### REQUIRED WORK
Extract the rows verbatim from their first line through the line containing "top-left (80, 11), bottom-right (108, 64)", inclusive of both ends. Omit the pictures from the output.

Rows on locating named things:
•••

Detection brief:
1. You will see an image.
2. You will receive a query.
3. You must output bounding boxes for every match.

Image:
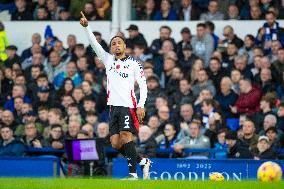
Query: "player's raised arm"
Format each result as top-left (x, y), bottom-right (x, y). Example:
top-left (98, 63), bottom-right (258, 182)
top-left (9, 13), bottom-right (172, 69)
top-left (80, 11), bottom-right (108, 64)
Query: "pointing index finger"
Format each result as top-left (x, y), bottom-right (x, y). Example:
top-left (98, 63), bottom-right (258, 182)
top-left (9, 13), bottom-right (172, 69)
top-left (80, 11), bottom-right (86, 18)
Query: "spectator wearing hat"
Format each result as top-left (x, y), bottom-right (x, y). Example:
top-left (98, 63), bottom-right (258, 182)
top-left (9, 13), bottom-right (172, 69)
top-left (125, 24), bottom-right (148, 49)
top-left (225, 131), bottom-right (253, 159)
top-left (3, 45), bottom-right (20, 68)
top-left (177, 27), bottom-right (191, 59)
top-left (0, 126), bottom-right (26, 157)
top-left (253, 136), bottom-right (277, 160)
top-left (14, 110), bottom-right (44, 137)
top-left (178, 0), bottom-right (200, 21)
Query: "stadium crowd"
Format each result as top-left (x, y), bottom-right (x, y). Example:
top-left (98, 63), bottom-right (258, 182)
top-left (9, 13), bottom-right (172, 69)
top-left (0, 0), bottom-right (284, 21)
top-left (0, 0), bottom-right (284, 175)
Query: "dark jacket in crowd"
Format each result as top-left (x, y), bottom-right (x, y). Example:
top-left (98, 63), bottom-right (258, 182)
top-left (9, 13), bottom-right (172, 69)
top-left (0, 139), bottom-right (26, 156)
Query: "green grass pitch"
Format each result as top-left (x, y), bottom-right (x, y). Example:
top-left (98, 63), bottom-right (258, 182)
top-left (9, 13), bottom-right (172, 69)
top-left (0, 178), bottom-right (284, 189)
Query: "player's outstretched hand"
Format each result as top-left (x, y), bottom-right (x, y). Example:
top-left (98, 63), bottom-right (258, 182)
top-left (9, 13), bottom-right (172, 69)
top-left (136, 108), bottom-right (145, 123)
top-left (80, 11), bottom-right (88, 27)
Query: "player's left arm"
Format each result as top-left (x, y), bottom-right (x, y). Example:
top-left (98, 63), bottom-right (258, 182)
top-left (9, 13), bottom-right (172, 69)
top-left (134, 62), bottom-right (147, 123)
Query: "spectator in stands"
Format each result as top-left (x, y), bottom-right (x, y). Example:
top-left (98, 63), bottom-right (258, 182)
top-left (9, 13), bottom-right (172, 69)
top-left (174, 121), bottom-right (210, 156)
top-left (46, 0), bottom-right (62, 20)
top-left (83, 2), bottom-right (101, 21)
top-left (34, 6), bottom-right (50, 21)
top-left (178, 0), bottom-right (200, 21)
top-left (37, 106), bottom-right (48, 128)
top-left (256, 12), bottom-right (284, 49)
top-left (157, 123), bottom-right (177, 157)
top-left (22, 122), bottom-right (43, 148)
top-left (226, 4), bottom-right (240, 20)
top-left (44, 124), bottom-right (64, 149)
top-left (259, 114), bottom-right (283, 138)
top-left (276, 102), bottom-right (284, 132)
top-left (66, 120), bottom-right (81, 139)
top-left (215, 77), bottom-right (238, 118)
top-left (192, 69), bottom-right (216, 97)
top-left (230, 79), bottom-right (261, 115)
top-left (82, 123), bottom-right (97, 139)
top-left (265, 127), bottom-right (283, 150)
top-left (200, 0), bottom-right (224, 21)
top-left (226, 131), bottom-right (253, 159)
top-left (93, 0), bottom-right (111, 20)
top-left (1, 110), bottom-right (17, 131)
top-left (21, 33), bottom-right (42, 60)
top-left (154, 0), bottom-right (177, 20)
top-left (14, 110), bottom-right (44, 137)
top-left (3, 45), bottom-right (20, 68)
top-left (240, 120), bottom-right (259, 151)
top-left (191, 23), bottom-right (214, 67)
top-left (137, 0), bottom-right (156, 20)
top-left (53, 61), bottom-right (82, 89)
top-left (205, 21), bottom-right (220, 49)
top-left (222, 25), bottom-right (244, 49)
top-left (11, 0), bottom-right (33, 20)
top-left (254, 136), bottom-right (277, 160)
top-left (136, 126), bottom-right (157, 158)
top-left (207, 57), bottom-right (227, 92)
top-left (214, 128), bottom-right (228, 159)
top-left (0, 126), bottom-right (26, 157)
top-left (4, 84), bottom-right (31, 112)
top-left (125, 24), bottom-right (147, 48)
top-left (150, 25), bottom-right (175, 56)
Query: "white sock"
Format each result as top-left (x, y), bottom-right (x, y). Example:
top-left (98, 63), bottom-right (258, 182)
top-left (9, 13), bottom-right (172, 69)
top-left (129, 173), bottom-right (138, 178)
top-left (139, 158), bottom-right (147, 165)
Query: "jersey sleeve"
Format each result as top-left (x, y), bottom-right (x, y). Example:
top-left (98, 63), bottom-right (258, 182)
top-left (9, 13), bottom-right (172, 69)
top-left (134, 61), bottom-right (147, 108)
top-left (84, 26), bottom-right (110, 66)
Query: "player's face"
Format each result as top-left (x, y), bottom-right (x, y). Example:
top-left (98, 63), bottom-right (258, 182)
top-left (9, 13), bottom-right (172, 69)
top-left (110, 37), bottom-right (126, 56)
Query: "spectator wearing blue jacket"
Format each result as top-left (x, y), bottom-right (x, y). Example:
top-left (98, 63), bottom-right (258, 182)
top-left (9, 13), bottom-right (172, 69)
top-left (214, 128), bottom-right (228, 159)
top-left (255, 11), bottom-right (284, 48)
top-left (154, 0), bottom-right (178, 20)
top-left (0, 126), bottom-right (26, 156)
top-left (53, 61), bottom-right (82, 90)
top-left (4, 84), bottom-right (31, 112)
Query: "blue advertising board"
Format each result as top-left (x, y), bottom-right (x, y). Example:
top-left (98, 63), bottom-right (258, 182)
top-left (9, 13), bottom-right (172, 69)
top-left (112, 158), bottom-right (284, 181)
top-left (0, 157), bottom-right (60, 177)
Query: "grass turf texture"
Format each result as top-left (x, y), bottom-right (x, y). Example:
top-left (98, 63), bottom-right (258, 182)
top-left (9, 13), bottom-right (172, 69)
top-left (0, 178), bottom-right (284, 189)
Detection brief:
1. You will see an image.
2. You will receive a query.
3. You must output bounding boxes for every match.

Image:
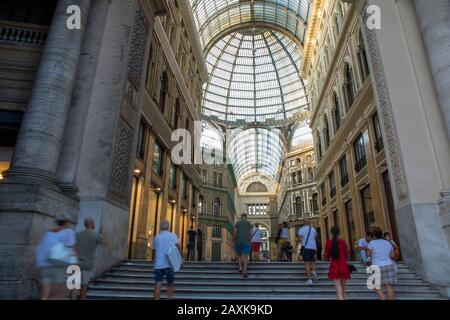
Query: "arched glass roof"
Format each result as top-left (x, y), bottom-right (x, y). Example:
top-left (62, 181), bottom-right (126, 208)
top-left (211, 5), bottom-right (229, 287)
top-left (190, 0), bottom-right (311, 51)
top-left (203, 29), bottom-right (308, 125)
top-left (228, 128), bottom-right (285, 183)
top-left (291, 119), bottom-right (313, 148)
top-left (200, 121), bottom-right (223, 153)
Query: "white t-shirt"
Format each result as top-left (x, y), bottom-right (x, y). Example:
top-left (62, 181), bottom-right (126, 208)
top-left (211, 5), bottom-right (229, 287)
top-left (250, 227), bottom-right (262, 242)
top-left (297, 226), bottom-right (317, 251)
top-left (368, 239), bottom-right (393, 267)
top-left (153, 231), bottom-right (178, 269)
top-left (280, 228), bottom-right (289, 240)
top-left (36, 229), bottom-right (76, 268)
top-left (358, 238), bottom-right (369, 248)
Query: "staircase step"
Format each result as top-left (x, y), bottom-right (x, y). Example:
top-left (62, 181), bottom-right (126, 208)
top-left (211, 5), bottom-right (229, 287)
top-left (88, 260), bottom-right (440, 300)
top-left (94, 277), bottom-right (430, 288)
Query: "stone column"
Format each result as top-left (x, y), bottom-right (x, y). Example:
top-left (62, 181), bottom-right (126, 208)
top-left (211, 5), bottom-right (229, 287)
top-left (414, 0), bottom-right (450, 139)
top-left (360, 0), bottom-right (450, 296)
top-left (414, 0), bottom-right (450, 243)
top-left (57, 0), bottom-right (111, 195)
top-left (7, 0), bottom-right (91, 189)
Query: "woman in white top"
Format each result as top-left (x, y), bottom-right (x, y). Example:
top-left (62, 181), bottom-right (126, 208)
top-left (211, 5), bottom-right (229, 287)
top-left (35, 213), bottom-right (76, 300)
top-left (367, 228), bottom-right (397, 300)
top-left (278, 222), bottom-right (290, 260)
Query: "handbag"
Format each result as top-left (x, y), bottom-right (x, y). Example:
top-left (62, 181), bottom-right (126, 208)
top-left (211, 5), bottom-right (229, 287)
top-left (166, 245), bottom-right (183, 272)
top-left (300, 226), bottom-right (312, 255)
top-left (47, 241), bottom-right (78, 266)
top-left (347, 263), bottom-right (356, 273)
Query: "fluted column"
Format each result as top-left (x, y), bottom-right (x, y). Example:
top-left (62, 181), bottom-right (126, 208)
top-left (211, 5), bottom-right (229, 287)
top-left (7, 0), bottom-right (91, 188)
top-left (414, 0), bottom-right (450, 138)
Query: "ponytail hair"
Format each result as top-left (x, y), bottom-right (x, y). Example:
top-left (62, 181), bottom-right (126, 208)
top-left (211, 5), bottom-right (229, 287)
top-left (331, 227), bottom-right (339, 260)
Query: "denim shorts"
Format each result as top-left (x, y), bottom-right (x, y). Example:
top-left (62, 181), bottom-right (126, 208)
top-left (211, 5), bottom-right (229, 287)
top-left (155, 268), bottom-right (175, 284)
top-left (236, 243), bottom-right (251, 256)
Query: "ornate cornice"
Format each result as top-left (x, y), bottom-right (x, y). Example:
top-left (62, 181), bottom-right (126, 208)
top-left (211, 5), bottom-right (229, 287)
top-left (299, 0), bottom-right (325, 79)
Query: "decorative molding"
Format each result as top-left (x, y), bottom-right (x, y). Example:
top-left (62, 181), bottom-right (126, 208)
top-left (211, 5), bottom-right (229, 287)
top-left (128, 8), bottom-right (149, 87)
top-left (109, 120), bottom-right (134, 199)
top-left (359, 1), bottom-right (408, 200)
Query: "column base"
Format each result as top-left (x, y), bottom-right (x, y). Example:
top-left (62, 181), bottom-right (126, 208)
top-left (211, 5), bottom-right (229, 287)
top-left (0, 182), bottom-right (78, 299)
top-left (4, 167), bottom-right (61, 191)
top-left (438, 190), bottom-right (450, 246)
top-left (396, 203), bottom-right (450, 293)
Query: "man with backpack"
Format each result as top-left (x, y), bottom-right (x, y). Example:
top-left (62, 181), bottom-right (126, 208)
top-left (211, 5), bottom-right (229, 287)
top-left (297, 219), bottom-right (317, 285)
top-left (251, 223), bottom-right (262, 262)
top-left (153, 221), bottom-right (182, 300)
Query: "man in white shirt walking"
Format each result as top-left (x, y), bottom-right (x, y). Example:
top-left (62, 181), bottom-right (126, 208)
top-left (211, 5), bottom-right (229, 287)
top-left (153, 221), bottom-right (181, 300)
top-left (356, 231), bottom-right (373, 266)
top-left (297, 220), bottom-right (317, 285)
top-left (251, 223), bottom-right (262, 262)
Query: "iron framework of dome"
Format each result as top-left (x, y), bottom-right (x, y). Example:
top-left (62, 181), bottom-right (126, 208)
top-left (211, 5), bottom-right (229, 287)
top-left (203, 29), bottom-right (308, 125)
top-left (190, 0), bottom-right (311, 52)
top-left (189, 0), bottom-right (312, 183)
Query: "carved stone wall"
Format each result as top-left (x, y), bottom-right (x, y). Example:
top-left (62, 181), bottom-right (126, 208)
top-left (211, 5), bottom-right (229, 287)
top-left (109, 120), bottom-right (134, 200)
top-left (128, 9), bottom-right (149, 85)
top-left (360, 2), bottom-right (408, 200)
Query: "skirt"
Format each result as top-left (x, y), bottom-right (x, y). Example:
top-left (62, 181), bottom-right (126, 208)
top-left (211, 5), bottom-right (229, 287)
top-left (380, 264), bottom-right (397, 286)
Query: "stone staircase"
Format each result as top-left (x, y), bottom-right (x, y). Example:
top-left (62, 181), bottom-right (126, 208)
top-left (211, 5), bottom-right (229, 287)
top-left (88, 260), bottom-right (440, 300)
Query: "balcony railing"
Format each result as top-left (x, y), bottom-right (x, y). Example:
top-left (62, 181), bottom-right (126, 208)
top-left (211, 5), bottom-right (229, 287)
top-left (355, 156), bottom-right (367, 172)
top-left (330, 188), bottom-right (336, 198)
top-left (341, 174), bottom-right (348, 187)
top-left (0, 20), bottom-right (48, 46)
top-left (375, 137), bottom-right (384, 152)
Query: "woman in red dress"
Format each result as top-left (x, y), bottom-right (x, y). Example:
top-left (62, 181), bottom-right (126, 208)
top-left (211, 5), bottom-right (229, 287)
top-left (325, 227), bottom-right (350, 300)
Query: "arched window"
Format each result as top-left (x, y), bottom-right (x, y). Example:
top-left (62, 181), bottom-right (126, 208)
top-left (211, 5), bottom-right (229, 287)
top-left (323, 115), bottom-right (330, 149)
top-left (213, 198), bottom-right (222, 217)
top-left (159, 71), bottom-right (169, 113)
top-left (198, 195), bottom-right (206, 214)
top-left (333, 92), bottom-right (341, 133)
top-left (295, 197), bottom-right (303, 215)
top-left (344, 63), bottom-right (356, 109)
top-left (172, 98), bottom-right (181, 129)
top-left (358, 32), bottom-right (370, 81)
top-left (308, 167), bottom-right (314, 181)
top-left (316, 132), bottom-right (322, 161)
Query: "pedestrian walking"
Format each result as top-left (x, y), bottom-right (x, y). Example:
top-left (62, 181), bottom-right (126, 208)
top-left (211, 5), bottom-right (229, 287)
top-left (367, 227), bottom-right (397, 300)
top-left (186, 226), bottom-right (197, 261)
top-left (251, 223), bottom-right (262, 262)
top-left (325, 227), bottom-right (350, 300)
top-left (35, 213), bottom-right (77, 300)
top-left (279, 221), bottom-right (290, 261)
top-left (234, 213), bottom-right (252, 278)
top-left (356, 231), bottom-right (373, 266)
top-left (197, 228), bottom-right (203, 261)
top-left (72, 218), bottom-right (102, 300)
top-left (153, 221), bottom-right (182, 300)
top-left (297, 219), bottom-right (318, 285)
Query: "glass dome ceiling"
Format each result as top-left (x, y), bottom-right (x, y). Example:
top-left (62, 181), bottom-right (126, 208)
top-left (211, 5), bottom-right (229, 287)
top-left (203, 29), bottom-right (308, 125)
top-left (228, 128), bottom-right (286, 182)
top-left (190, 0), bottom-right (312, 51)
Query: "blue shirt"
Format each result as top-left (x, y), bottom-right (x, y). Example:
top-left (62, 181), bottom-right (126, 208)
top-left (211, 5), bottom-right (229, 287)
top-left (298, 226), bottom-right (317, 251)
top-left (153, 231), bottom-right (178, 269)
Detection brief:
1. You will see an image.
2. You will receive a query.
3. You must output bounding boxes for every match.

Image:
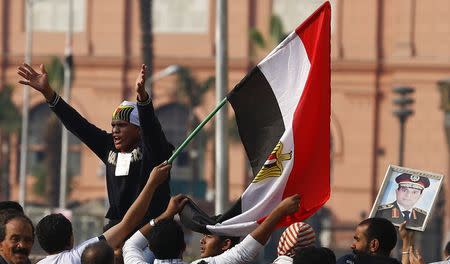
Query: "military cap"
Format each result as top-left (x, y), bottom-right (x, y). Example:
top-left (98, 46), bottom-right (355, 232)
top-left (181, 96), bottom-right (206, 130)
top-left (395, 173), bottom-right (430, 190)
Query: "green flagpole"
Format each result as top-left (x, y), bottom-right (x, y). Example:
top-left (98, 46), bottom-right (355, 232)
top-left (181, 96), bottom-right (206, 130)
top-left (167, 97), bottom-right (227, 164)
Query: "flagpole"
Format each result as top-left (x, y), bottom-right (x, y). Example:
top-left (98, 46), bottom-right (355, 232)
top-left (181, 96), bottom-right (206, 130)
top-left (215, 0), bottom-right (228, 214)
top-left (167, 97), bottom-right (227, 164)
top-left (59, 0), bottom-right (73, 209)
top-left (19, 0), bottom-right (34, 207)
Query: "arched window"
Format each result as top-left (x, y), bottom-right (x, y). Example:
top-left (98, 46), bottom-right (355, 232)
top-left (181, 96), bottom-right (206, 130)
top-left (155, 103), bottom-right (206, 197)
top-left (27, 103), bottom-right (81, 202)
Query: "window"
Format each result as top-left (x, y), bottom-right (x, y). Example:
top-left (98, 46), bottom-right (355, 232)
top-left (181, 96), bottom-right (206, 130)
top-left (155, 103), bottom-right (206, 198)
top-left (27, 0), bottom-right (86, 32)
top-left (153, 0), bottom-right (209, 33)
top-left (272, 0), bottom-right (336, 33)
top-left (28, 103), bottom-right (81, 193)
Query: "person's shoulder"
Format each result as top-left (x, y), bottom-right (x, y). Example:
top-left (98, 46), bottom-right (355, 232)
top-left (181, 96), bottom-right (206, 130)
top-left (378, 203), bottom-right (395, 210)
top-left (272, 256), bottom-right (293, 264)
top-left (336, 254), bottom-right (355, 264)
top-left (191, 259), bottom-right (208, 264)
top-left (413, 208), bottom-right (428, 215)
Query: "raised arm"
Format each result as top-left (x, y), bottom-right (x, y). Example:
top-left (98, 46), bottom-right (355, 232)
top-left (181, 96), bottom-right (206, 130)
top-left (198, 194), bottom-right (300, 264)
top-left (135, 64), bottom-right (173, 162)
top-left (103, 162), bottom-right (171, 248)
top-left (17, 63), bottom-right (112, 161)
top-left (250, 194), bottom-right (300, 245)
top-left (17, 63), bottom-right (55, 102)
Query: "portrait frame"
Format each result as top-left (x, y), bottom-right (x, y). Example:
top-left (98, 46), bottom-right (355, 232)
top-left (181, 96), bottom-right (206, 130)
top-left (369, 165), bottom-right (444, 232)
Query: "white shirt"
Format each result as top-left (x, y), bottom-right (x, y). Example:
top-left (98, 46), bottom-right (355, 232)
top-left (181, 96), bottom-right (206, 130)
top-left (37, 237), bottom-right (99, 264)
top-left (272, 256), bottom-right (293, 264)
top-left (122, 231), bottom-right (263, 264)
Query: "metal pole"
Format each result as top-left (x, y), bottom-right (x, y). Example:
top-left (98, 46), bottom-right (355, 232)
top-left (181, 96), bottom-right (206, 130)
top-left (19, 0), bottom-right (33, 207)
top-left (59, 0), bottom-right (73, 208)
top-left (215, 0), bottom-right (228, 214)
top-left (398, 118), bottom-right (406, 166)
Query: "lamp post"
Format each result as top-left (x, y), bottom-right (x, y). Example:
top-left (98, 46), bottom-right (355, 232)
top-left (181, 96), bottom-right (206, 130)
top-left (438, 79), bottom-right (450, 150)
top-left (392, 86), bottom-right (414, 166)
top-left (19, 0), bottom-right (34, 207)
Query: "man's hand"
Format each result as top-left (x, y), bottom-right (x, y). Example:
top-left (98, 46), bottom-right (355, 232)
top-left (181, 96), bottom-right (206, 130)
top-left (409, 247), bottom-right (425, 264)
top-left (17, 63), bottom-right (54, 101)
top-left (136, 64), bottom-right (148, 102)
top-left (275, 194), bottom-right (300, 216)
top-left (158, 194), bottom-right (189, 220)
top-left (398, 221), bottom-right (414, 243)
top-left (149, 161), bottom-right (172, 188)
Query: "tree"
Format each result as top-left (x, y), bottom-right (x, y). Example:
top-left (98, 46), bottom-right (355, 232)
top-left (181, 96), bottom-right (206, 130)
top-left (177, 67), bottom-right (215, 195)
top-left (0, 85), bottom-right (22, 200)
top-left (31, 57), bottom-right (64, 206)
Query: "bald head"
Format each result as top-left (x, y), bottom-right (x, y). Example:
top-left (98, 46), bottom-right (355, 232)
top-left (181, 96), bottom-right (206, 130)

•••

### SOLUTION TO THIS PROBLEM
Detection brief:
1. You will see an image.
2. You will receive a query.
3. You must output bounding boxes for every match.

Image:
Query: "player's raised arm"
Format each result as top-left (x, y), bottom-right (x, y). Example:
top-left (98, 63), bottom-right (258, 182)
top-left (9, 13), bottom-right (172, 69)
top-left (80, 11), bottom-right (108, 64)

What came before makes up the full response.